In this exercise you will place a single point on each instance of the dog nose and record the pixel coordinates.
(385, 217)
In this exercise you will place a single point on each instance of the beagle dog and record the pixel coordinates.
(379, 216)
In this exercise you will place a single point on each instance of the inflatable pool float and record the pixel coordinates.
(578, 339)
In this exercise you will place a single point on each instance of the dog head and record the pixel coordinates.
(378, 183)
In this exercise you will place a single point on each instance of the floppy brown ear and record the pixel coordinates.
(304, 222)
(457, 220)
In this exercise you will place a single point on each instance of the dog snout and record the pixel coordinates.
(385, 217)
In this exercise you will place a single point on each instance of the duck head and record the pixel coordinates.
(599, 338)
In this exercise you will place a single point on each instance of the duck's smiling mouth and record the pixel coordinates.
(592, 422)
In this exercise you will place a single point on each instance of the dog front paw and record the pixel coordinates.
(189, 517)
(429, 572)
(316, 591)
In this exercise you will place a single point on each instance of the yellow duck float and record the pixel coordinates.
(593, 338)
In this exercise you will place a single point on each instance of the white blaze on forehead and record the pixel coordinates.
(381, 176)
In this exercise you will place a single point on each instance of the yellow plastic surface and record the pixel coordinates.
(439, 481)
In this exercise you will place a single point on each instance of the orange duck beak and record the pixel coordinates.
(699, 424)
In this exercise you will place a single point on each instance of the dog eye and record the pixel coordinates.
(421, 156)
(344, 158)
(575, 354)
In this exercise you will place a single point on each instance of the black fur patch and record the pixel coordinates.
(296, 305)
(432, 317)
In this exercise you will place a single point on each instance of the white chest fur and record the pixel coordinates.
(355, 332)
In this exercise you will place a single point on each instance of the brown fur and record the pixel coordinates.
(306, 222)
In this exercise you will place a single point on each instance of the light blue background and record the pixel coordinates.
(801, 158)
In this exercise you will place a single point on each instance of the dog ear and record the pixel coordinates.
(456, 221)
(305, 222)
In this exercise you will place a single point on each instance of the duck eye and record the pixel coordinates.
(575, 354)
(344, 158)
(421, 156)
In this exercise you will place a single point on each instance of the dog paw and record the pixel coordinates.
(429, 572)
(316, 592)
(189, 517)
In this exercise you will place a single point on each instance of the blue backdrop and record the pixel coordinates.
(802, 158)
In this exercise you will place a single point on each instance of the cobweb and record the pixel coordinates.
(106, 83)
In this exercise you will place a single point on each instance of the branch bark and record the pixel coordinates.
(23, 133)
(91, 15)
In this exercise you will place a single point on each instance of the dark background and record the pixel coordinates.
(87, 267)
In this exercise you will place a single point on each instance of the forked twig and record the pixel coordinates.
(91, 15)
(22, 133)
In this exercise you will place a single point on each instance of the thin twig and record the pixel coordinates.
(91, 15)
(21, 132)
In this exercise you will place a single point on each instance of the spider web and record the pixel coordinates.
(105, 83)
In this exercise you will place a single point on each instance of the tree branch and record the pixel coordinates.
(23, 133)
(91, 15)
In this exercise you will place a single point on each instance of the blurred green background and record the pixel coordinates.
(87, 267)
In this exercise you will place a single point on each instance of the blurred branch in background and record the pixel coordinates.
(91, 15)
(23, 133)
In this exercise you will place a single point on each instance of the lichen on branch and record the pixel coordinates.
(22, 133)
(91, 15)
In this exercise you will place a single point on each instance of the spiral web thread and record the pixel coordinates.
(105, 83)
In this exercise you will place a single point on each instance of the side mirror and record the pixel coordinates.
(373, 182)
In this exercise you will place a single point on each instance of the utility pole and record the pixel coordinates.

INSTRUCTIONS TO FOLLOW: Turn all of the material above into a numbered list with one entry per line, dropping any blank lines.

TASK SOLUTION:
1. In this exercise you will place a single point on each instance of the dog nose and record the pixel coordinates.
2. (385, 217)
3. In this exercise you will place a single point on each instance of the beagle dog and record the pixel coordinates.
4. (379, 216)
5. In this exercise you will place a single point on each instance of the inflatable pool float and record the pixel coordinates.
6. (578, 339)
7. In this exercise you will place a single point on each instance of the dog head and record the pixel coordinates.
8. (378, 183)
9. In this exercise you will place a single point on each instance of the floppy brown ear and record the pixel coordinates.
10. (304, 222)
11. (457, 220)
12. In this exercise you will place a single point on each instance of the dog snout and record the pixel coordinates.
13. (385, 217)
14. In this exercise you will place a single point on each instance of the duck head and record the pixel coordinates.
15. (599, 338)
16. In this exercise you will place a single point on each instance of the duck's smiling mouth and record the pixel coordinates.
17. (592, 422)
18. In this exercise you will place a single point on each instance of the dog front paw and record the pixel coordinates.
19. (189, 517)
20. (429, 572)
21. (316, 591)
22. In this exercise you will place a single point on each instance of the yellow duck float and record the pixel coordinates.
23. (593, 338)
24. In this exercise you will place a single point on each instance of the white blaze on forehead and record the pixel coordinates.
25. (381, 176)
26. In this exercise you will place a single point on each instance of the yellow plastic surface and record the pixel coordinates.
27. (439, 481)
28. In this exercise you will place a single point on each instance of the orange duck beak and record the pixel coordinates.
29. (699, 424)
30. In this exercise you will place a single point on each instance of the dog eye and record the pixel coordinates.
31. (421, 156)
32. (344, 158)
33. (575, 354)
34. In this exercise you will place a single point on each instance of the black fur patch and record the pixel coordinates.
35. (296, 305)
36. (432, 317)
37. In this exercise you will place a single point on each instance of the white chest fur and record the pixel coordinates.
38. (355, 332)
39. In this exercise you will place a single point on each instance of the brown fur and record the pixel coordinates.
40. (306, 222)
41. In this exercise you will place a single point on each instance of the light blue background and record the pixel coordinates.
42. (801, 158)
43. In this exercise you will place a single point on each instance of the dog ear and record the pixel coordinates.
44. (456, 221)
45. (305, 222)
46. In this exercise you will place a single point on each instance of the duck eye and record the pixel coordinates.
47. (575, 354)
48. (344, 158)
49. (421, 156)
50. In this exercise you will place a single point on each instance of the dog paw and record the pixel coordinates.
51. (429, 572)
52. (316, 592)
53. (189, 517)
54. In this exercise you will place a single point on each instance of the blue backdrop and record the pixel coordinates.
55. (802, 158)
56. In this exercise you will place a single point on each instance of the cobweb and record the pixel coordinates.
57. (106, 83)
58. In this exercise you will place a single point on each instance of the branch bark and record the pixel coordinates.
59. (23, 133)
60. (91, 15)
61. In this exercise you will place a single point on each instance of the dark background and record the pixel coordinates.
62. (87, 267)
63. In this exercise you will place a single point on each instance of the forked twig and record the pixel coordinates.
64. (91, 15)
65. (22, 133)
66. In this exercise you will place a single point on each instance of the thin twig and record the pixel coordinates.
67. (91, 15)
68. (21, 132)
69. In this exercise you will place a single point on each instance of the spider web and record the pixel coordinates.
70. (105, 83)
71. In this exercise you will place a single point on each instance of the tree branch and record the pixel coordinates.
72. (23, 133)
73. (91, 15)
74. In this exercise you will place a single point on each instance of the blurred green background and record the pixel coordinates.
75. (87, 267)
76. In this exercise you will place a single point on each instance of the blurred branch in background and record the pixel coordinates.
77. (91, 15)
78. (23, 133)
79. In this exercise you will place a single point on each instance of the lichen on branch and record the pixel coordinates.
80. (22, 133)
81. (91, 15)
82. In this exercise you will place a single point on each instance of the spiral web thread and record the pixel coordinates.
83. (105, 83)
84. In this exercise you will place a single point on each instance of the side mirror and record the pixel coordinates.
85. (373, 182)
86. In this exercise you will place a single point on each instance of the utility pole and record the pixel coordinates.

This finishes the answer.